**What is being asked:** Copy out every record precisely.

— start —

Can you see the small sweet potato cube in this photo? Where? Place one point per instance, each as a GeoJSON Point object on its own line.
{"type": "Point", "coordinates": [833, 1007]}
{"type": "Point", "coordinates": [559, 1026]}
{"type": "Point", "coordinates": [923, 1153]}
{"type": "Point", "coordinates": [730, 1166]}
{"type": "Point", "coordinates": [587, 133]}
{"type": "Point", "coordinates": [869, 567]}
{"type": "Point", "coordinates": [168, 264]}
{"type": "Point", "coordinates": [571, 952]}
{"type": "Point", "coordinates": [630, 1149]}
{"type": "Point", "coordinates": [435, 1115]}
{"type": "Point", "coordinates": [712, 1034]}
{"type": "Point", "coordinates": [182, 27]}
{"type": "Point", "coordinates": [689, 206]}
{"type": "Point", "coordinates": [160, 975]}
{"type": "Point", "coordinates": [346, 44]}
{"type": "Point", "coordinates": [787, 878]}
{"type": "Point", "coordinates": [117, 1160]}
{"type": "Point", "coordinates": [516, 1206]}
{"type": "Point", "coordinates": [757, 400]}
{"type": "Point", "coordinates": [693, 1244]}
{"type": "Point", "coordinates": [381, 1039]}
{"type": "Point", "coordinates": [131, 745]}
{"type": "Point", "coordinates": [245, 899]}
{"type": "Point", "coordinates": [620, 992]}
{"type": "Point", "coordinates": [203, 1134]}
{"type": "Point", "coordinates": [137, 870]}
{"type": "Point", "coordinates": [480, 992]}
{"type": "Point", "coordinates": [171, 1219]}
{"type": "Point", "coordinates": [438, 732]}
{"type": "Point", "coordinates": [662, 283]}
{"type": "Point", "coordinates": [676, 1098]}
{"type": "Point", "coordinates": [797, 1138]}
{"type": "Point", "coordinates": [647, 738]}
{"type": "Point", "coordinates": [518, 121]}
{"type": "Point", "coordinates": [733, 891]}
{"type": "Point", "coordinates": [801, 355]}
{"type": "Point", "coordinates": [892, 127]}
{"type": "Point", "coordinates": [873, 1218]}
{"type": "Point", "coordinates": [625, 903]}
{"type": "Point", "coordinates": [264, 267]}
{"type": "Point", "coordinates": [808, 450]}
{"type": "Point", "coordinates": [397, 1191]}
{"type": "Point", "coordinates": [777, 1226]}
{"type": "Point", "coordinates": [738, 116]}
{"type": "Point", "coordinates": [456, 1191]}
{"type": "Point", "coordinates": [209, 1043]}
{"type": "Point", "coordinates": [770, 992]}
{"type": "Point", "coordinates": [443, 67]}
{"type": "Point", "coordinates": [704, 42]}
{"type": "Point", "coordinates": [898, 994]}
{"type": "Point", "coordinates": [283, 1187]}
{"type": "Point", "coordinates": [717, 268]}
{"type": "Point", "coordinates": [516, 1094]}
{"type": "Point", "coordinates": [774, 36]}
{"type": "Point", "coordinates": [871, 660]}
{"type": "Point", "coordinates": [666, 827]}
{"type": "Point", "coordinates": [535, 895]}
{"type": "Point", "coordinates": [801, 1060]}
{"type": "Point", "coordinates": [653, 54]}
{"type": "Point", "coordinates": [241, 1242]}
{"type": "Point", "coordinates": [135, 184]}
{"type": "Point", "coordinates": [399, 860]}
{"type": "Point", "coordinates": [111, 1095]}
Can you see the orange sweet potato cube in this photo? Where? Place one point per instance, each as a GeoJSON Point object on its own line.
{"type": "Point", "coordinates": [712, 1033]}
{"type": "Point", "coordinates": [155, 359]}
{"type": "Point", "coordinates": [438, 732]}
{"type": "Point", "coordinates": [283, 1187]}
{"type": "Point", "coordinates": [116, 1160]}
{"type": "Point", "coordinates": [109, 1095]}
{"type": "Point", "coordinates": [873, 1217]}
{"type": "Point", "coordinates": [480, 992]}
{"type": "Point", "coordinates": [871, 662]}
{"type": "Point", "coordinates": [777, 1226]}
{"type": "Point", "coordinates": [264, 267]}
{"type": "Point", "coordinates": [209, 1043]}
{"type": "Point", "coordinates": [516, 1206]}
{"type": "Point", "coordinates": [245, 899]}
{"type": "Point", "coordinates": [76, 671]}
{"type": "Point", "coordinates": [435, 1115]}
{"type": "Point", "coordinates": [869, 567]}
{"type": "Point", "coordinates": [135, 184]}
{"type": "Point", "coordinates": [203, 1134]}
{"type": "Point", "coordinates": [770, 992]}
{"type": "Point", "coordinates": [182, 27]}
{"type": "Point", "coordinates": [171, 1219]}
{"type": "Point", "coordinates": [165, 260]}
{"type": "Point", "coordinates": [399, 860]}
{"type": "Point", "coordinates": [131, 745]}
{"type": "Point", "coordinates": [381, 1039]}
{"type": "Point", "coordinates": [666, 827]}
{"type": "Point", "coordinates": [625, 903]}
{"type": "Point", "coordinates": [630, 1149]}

— end —

**Right answer:**
Can you see the small sweet potato cube in this photo? Where? Place one point per instance, each as a GeoJSON Point object on its own line.
{"type": "Point", "coordinates": [833, 1007]}
{"type": "Point", "coordinates": [559, 1026]}
{"type": "Point", "coordinates": [923, 1153]}
{"type": "Point", "coordinates": [730, 1166]}
{"type": "Point", "coordinates": [587, 133]}
{"type": "Point", "coordinates": [869, 567]}
{"type": "Point", "coordinates": [168, 264]}
{"type": "Point", "coordinates": [571, 952]}
{"type": "Point", "coordinates": [630, 1149]}
{"type": "Point", "coordinates": [435, 1115]}
{"type": "Point", "coordinates": [712, 1034]}
{"type": "Point", "coordinates": [182, 27]}
{"type": "Point", "coordinates": [689, 206]}
{"type": "Point", "coordinates": [160, 975]}
{"type": "Point", "coordinates": [346, 44]}
{"type": "Point", "coordinates": [787, 878]}
{"type": "Point", "coordinates": [117, 1160]}
{"type": "Point", "coordinates": [516, 1206]}
{"type": "Point", "coordinates": [757, 400]}
{"type": "Point", "coordinates": [693, 1244]}
{"type": "Point", "coordinates": [381, 1039]}
{"type": "Point", "coordinates": [131, 745]}
{"type": "Point", "coordinates": [245, 899]}
{"type": "Point", "coordinates": [620, 992]}
{"type": "Point", "coordinates": [203, 1134]}
{"type": "Point", "coordinates": [137, 870]}
{"type": "Point", "coordinates": [480, 992]}
{"type": "Point", "coordinates": [171, 1219]}
{"type": "Point", "coordinates": [438, 732]}
{"type": "Point", "coordinates": [662, 283]}
{"type": "Point", "coordinates": [676, 1098]}
{"type": "Point", "coordinates": [797, 1138]}
{"type": "Point", "coordinates": [647, 738]}
{"type": "Point", "coordinates": [518, 121]}
{"type": "Point", "coordinates": [733, 891]}
{"type": "Point", "coordinates": [801, 355]}
{"type": "Point", "coordinates": [892, 127]}
{"type": "Point", "coordinates": [873, 1218]}
{"type": "Point", "coordinates": [625, 903]}
{"type": "Point", "coordinates": [264, 267]}
{"type": "Point", "coordinates": [808, 450]}
{"type": "Point", "coordinates": [397, 1191]}
{"type": "Point", "coordinates": [777, 1226]}
{"type": "Point", "coordinates": [738, 116]}
{"type": "Point", "coordinates": [456, 1191]}
{"type": "Point", "coordinates": [209, 1043]}
{"type": "Point", "coordinates": [770, 992]}
{"type": "Point", "coordinates": [443, 67]}
{"type": "Point", "coordinates": [704, 42]}
{"type": "Point", "coordinates": [898, 994]}
{"type": "Point", "coordinates": [283, 1187]}
{"type": "Point", "coordinates": [717, 268]}
{"type": "Point", "coordinates": [516, 1094]}
{"type": "Point", "coordinates": [774, 36]}
{"type": "Point", "coordinates": [871, 660]}
{"type": "Point", "coordinates": [666, 827]}
{"type": "Point", "coordinates": [535, 895]}
{"type": "Point", "coordinates": [801, 1060]}
{"type": "Point", "coordinates": [653, 54]}
{"type": "Point", "coordinates": [241, 1242]}
{"type": "Point", "coordinates": [135, 184]}
{"type": "Point", "coordinates": [399, 860]}
{"type": "Point", "coordinates": [111, 1095]}
Can you see the orange sweet potato cube in this photo? Where? Place one point per instance, each as a GeoJSON Point object on its own line.
{"type": "Point", "coordinates": [712, 1033]}
{"type": "Point", "coordinates": [155, 359]}
{"type": "Point", "coordinates": [438, 732]}
{"type": "Point", "coordinates": [283, 1187]}
{"type": "Point", "coordinates": [116, 1160]}
{"type": "Point", "coordinates": [109, 1095]}
{"type": "Point", "coordinates": [873, 1217]}
{"type": "Point", "coordinates": [480, 992]}
{"type": "Point", "coordinates": [871, 662]}
{"type": "Point", "coordinates": [777, 1226]}
{"type": "Point", "coordinates": [264, 267]}
{"type": "Point", "coordinates": [209, 1043]}
{"type": "Point", "coordinates": [516, 1206]}
{"type": "Point", "coordinates": [245, 899]}
{"type": "Point", "coordinates": [76, 671]}
{"type": "Point", "coordinates": [435, 1115]}
{"type": "Point", "coordinates": [869, 567]}
{"type": "Point", "coordinates": [135, 184]}
{"type": "Point", "coordinates": [203, 1134]}
{"type": "Point", "coordinates": [770, 992]}
{"type": "Point", "coordinates": [182, 27]}
{"type": "Point", "coordinates": [171, 1219]}
{"type": "Point", "coordinates": [165, 260]}
{"type": "Point", "coordinates": [399, 860]}
{"type": "Point", "coordinates": [131, 745]}
{"type": "Point", "coordinates": [381, 1039]}
{"type": "Point", "coordinates": [666, 827]}
{"type": "Point", "coordinates": [625, 903]}
{"type": "Point", "coordinates": [630, 1149]}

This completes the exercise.